How to complete this task: Your copy should match the entries exactly, with the pictures left out.

━━ Records for the task ━━

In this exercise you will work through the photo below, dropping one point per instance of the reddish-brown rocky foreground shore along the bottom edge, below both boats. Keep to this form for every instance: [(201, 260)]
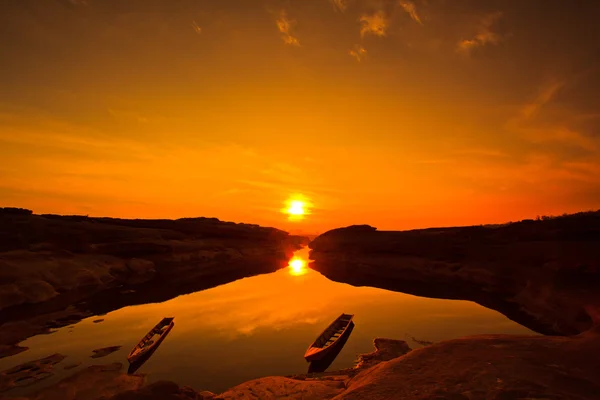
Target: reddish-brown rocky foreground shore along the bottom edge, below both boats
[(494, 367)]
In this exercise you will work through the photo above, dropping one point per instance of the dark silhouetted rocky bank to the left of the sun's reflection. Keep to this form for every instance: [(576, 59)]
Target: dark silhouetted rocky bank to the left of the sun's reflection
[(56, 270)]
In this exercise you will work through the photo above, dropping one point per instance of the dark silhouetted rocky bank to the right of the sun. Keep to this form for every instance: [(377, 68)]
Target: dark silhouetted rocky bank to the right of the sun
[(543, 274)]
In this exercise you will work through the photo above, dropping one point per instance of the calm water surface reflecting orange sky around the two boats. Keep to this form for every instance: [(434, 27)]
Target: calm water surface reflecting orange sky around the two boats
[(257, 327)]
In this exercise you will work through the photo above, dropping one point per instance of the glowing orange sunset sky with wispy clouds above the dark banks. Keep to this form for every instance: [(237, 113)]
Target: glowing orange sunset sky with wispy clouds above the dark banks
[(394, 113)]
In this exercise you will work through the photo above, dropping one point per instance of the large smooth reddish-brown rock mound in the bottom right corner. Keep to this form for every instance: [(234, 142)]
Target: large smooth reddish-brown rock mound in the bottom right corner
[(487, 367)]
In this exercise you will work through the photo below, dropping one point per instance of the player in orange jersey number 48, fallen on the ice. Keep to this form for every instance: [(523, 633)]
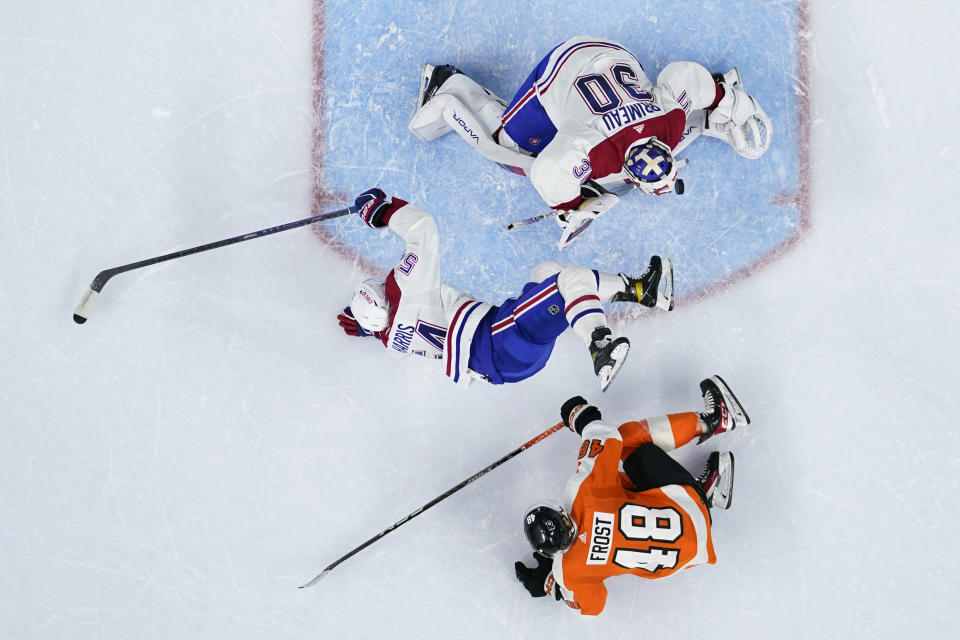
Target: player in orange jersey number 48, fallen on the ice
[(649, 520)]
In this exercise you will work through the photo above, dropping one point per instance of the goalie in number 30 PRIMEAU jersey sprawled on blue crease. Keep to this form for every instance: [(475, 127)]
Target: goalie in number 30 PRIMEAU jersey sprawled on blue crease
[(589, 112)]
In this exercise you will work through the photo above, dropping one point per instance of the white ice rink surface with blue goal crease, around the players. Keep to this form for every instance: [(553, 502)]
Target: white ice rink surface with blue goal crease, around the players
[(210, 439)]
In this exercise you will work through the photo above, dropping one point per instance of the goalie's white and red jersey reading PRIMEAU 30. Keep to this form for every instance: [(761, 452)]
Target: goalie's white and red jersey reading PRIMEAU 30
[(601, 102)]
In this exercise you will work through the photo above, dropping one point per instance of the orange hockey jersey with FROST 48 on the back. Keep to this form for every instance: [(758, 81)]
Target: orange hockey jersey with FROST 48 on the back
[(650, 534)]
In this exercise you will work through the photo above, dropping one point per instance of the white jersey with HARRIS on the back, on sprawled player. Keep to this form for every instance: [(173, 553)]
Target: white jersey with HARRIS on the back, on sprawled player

━━━

Your response:
In this exercise you will work through the photo below, dropping one point per instance of the reddish-brown rocky foreground shore along the bottom edge, below both boats. Keep to this form for every instance: [(201, 260)]
Target: reddish-brown rocky foreground shore along the bottom edge, below both boats
[(494, 367)]
In this exercise you will work through the photo above, dropping one point per instance of the dark silhouetted rocky bank to the left of the sun's reflection. Keep to this form for every instance: [(576, 59)]
Target: dark silhouetted rocky bank to the left of the sun's reflection
[(56, 270)]
In this exercise you will work through the photo above, dropping one point per instance of the dark silhouetted rocky bank to the right of the sun. Keep to this form for every instance: [(377, 68)]
Target: dark silhouetted rocky bank to the right of the sun
[(543, 274)]
In this exercise you will work through the photo above, dropping one point per instance of the calm water surface reflecting orange sky around the two boats. Keep to this form for every instance: [(434, 27)]
Target: calm water surface reflecting orange sky around the two boats
[(257, 327)]
In this exercise you will work through the photo above, dropping one point per instance of the glowing orange sunset sky with wispy clouds above the dark banks. Keep to this form for every instance: [(237, 113)]
Target: glowing orange sunset sky with wispy clouds above the dark banks
[(394, 113)]
In this exercise you will work through the photo above, dropping one point per instance of the large smooth reddish-brown rock mound in the bottom right corner. Keep to this form for every instance: [(234, 142)]
Target: large smooth reddish-brown rock mound in the bottom right corner
[(487, 367)]
In this exercise you will work through the photo below, dropping one point per instance of the player in orange jersey number 48, fallen on the ice. Keep to this form for every instance: [(523, 633)]
Target: player in orange jersey number 48, fallen on the ice
[(649, 520)]
In this exercise you will work through the photo above, dropping one point per instance of the goalie in number 30 PRIMEAU jersey sprawled on blue crease. Keep to this form for every instance: [(475, 127)]
Target: goalie in number 30 PRIMEAU jersey sprawled on blue crease
[(589, 112)]
In this exercise you will work through the photo above, dropping one point per instance of the white ice rink surface with blue goal crease, around the players. Keep to this form for every instance: [(553, 502)]
Target: white ice rink surface with blue goal crease, around the players
[(210, 439)]
In this exercise you will work through the photo above, dropping one point per instance of the goalie's white and red jersey reading PRIMEAU 30. Keep to this form for every instance: [(761, 452)]
Target: goalie's white and red jersey reading PRIMEAU 30
[(601, 102)]
In this exercise you will work through the photo above, dropping one point per instance of the orange hockey jersey with FROST 48 on the back. Keep to this form for every instance: [(758, 81)]
Target: orange hockey jersey with FROST 48 on the back
[(650, 534)]
In this exercise you will work through the photo above, dropping one point per instance of the white jersey with HARRIS on the back, on sprawled player. Keep to this form for every instance: [(173, 553)]
Target: white jersey with HARRIS on the back, on sprawled player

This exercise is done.